> **Exercise description**
Can you put the stretch of records from the line containing "Would you be able to point to the bare" through the line containing "column 1105, row 841" into a two-column CSV with the columns request and answer? Use one row per request, wrap each field in quotation marks, and turn any line breaks into spaces.

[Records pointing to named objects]
= = = =
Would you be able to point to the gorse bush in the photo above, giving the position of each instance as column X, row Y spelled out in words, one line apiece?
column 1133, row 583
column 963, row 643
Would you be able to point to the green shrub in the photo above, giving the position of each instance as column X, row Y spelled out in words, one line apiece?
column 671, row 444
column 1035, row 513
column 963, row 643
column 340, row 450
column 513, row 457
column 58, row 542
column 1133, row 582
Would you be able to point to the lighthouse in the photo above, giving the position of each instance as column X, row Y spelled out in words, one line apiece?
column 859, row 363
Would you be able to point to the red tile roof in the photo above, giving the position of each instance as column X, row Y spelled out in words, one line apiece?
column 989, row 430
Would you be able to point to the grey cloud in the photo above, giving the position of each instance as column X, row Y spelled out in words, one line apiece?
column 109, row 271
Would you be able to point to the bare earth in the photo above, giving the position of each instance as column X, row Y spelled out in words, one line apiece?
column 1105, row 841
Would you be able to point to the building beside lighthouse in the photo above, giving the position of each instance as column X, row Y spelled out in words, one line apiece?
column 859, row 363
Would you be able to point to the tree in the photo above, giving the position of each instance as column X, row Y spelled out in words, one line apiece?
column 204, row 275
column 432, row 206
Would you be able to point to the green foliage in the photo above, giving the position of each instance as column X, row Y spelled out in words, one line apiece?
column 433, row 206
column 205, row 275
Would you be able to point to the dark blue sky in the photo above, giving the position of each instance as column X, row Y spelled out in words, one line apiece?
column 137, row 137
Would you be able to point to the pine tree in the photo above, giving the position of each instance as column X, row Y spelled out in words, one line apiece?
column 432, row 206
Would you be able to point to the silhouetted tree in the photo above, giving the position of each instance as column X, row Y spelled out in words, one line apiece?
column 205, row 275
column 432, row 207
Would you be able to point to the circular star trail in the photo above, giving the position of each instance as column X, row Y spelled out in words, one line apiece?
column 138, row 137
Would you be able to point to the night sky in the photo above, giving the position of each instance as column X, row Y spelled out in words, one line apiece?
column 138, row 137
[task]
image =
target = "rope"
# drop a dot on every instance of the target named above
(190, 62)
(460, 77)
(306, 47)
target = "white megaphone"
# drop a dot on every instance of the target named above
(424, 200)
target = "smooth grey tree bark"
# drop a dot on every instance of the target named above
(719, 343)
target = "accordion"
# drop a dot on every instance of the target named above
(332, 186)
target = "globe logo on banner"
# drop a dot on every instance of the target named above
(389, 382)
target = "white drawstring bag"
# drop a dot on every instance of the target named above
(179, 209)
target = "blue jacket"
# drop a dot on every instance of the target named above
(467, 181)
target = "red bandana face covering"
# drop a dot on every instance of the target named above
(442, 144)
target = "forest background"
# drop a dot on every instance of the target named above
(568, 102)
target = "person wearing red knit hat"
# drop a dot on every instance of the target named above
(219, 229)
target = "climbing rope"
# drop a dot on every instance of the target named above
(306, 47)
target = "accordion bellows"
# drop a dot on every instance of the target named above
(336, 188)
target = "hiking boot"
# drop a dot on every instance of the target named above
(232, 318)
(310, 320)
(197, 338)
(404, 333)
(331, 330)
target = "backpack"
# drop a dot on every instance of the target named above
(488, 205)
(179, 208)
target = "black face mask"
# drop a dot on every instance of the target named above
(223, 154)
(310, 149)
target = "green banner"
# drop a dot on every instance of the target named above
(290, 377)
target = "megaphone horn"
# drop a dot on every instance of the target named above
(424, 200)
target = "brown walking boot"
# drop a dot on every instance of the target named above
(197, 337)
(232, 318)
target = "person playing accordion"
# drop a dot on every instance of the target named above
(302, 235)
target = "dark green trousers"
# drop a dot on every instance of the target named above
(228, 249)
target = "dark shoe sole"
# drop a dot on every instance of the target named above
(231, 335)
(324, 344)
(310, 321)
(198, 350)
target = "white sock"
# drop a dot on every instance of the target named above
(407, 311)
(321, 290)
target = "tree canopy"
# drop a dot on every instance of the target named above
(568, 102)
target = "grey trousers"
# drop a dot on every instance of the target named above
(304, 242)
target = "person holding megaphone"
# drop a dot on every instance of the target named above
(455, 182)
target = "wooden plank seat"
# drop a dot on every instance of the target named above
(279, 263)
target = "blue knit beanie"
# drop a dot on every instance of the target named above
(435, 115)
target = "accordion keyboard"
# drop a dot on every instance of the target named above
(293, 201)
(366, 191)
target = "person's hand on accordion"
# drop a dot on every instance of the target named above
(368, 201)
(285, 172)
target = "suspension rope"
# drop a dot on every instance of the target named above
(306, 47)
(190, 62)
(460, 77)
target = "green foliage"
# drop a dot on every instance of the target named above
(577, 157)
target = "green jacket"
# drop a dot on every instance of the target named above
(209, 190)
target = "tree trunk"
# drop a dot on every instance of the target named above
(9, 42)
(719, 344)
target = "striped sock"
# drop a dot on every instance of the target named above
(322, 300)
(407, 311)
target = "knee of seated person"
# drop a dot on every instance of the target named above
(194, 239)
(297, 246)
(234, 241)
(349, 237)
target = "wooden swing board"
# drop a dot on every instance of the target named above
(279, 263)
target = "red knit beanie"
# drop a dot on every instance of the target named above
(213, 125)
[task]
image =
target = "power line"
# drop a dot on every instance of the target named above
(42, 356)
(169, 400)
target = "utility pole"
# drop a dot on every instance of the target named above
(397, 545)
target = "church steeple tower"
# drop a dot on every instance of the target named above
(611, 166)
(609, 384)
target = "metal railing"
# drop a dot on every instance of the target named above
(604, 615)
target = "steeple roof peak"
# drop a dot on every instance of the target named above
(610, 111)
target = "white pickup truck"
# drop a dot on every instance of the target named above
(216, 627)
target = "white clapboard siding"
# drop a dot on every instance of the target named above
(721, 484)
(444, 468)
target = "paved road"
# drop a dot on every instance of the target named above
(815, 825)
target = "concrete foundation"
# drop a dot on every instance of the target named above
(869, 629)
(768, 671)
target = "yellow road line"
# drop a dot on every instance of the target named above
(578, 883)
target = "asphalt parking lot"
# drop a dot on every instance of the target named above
= = = =
> **Answer in full**
request,answer
"Would you be able to point to the bare earth in the photo above, giving the position of each instance as column X, row Y spelled out in words, one line apiece?","column 1105, row 841"